Based on these near and far planes, our initial Focus Frustums \( FF _i\) are defined as

$$\begin{aligned} FF _i = \{ \textbf{p}\ \in \mathbb {R}^3 |\ \textbf{p} \cdot \textbf{v}_i \in [n_i, f_i] \ \wedge \ K_i [R_i|t_i] \textbf{p} \in I_i\}, \end{aligned}$$
(4)

where \(\textbf{v}_i\) denotes the forward facing vector of the camera pose that captured image i in world coordinates, \(K_i\) denotes the internal and \([R_i|t_i]\) denotes the external camera parameters of that camera. The first term of Eq. 4 signifies the depth of the corresponding volume lying between the near and far plane defined by \(n_i, f_i\), while the second term defines the points’ localization within the view frustum, i.e., visible volume in scene space, for the camera view corresponding to image i.

Figure 2b illustrates the process of estimating Focus Frustums based on the focus indicator points \(P_i\), the depth maps \(D_i\) and the corresponding camera views.

3.4 Focus Frustum refinement

Our approach provides image masks that regulate which image regions a subsequent NeRF model is trained on. The Focus Frustums dictate which depth ranges are considered for the generation of these masks by omitting pixels that get their color mainly from spatial positions outside of the Focus Frustum. Therefore, a low coverage of the scene geometry by the Focus Frustums leads to sparse inputs for these regions. Most NeRF variants suffer from significant quality loss for such sparse inputs. A low coverage of the scene volume can be caused by an insufficient amount of Laplacian features in in-focus image regions, e.g., due to textureless surfaces, or spatial positions that are in-focus in only a few or no images. To mitigate this issue, we iteratively refine the Focus Frustums by expanding their DoF, i.e., the distance between their near and far plane. For a set \( S \) of randomly sampled points in scene space with high optical density in the preliminary NeRF—indicating this scene space is occupied by relevant scene geometry—we examine the amount of Focus Frustums they are encompassed by (see Eq. 4). We refine the depths \(n_i, f_i\) of the near and far plane for each Focus Frustum \( FF _i\). We notate the updated near and far plane of the resulting Focus Frustums \( RFF _{i}\) as \(\hat{ n }_i, \hat{ f }_i\). The refined near and far planes’ depths are chosen, such that the accumulated change in depth R (Eq. 5) is minimal, while any spatial position \(\textbf{p} \in S \) is part of at least a certain fraction \(\varrho \) of the refined Focus Frustums.

\(\varrho \) is a hyperparameter of NeRF-FF that trades off scene coverage against reconstruction quality of regions that are depicted in the Focus Frustums. We show the influence of different values of \(\varrho \) in Sect. 4.2.

Position annotation records:
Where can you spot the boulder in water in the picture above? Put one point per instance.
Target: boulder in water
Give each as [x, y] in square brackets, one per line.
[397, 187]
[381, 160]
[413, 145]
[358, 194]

> _Work to be completed_
Revise the stretch of the section on Focus Frustums from "Based on these" through "to image i.", putting "intrinsic" in place of "internal". The lines above are separate material, unrelated to the section on Focus Frustums.

> _Final result_
Based on these near and far planes, our initial Focus Frustums \( FF _i\) are defined as

$$\begin{aligned} FF _i = \{ \textbf{p}\ \in \mathbb {R}^3 |\ \textbf{p} \cdot \textbf{v}_i \in [n_i, f_i] \ \wedge \ K_i [R_i|t_i] \textbf{p} \in I_i\}, \end{aligned}$$
(4)

where \(\textbf{v}_i\) denotes the forward facing vector of the camera pose that captured image i in world coordinates, \(K_i\) denotes the intrinsic and \([R_i|t_i]\) denotes the external camera parameters of that camera. The first term of Eq. 4 signifies the depth of the corresponding volume lying between the near and far plane defined by \(n_i, f_i\), while the second term defines the points’ localization within the view frustum, i.e., visible volume in scene space, for the camera view corresponding to image i.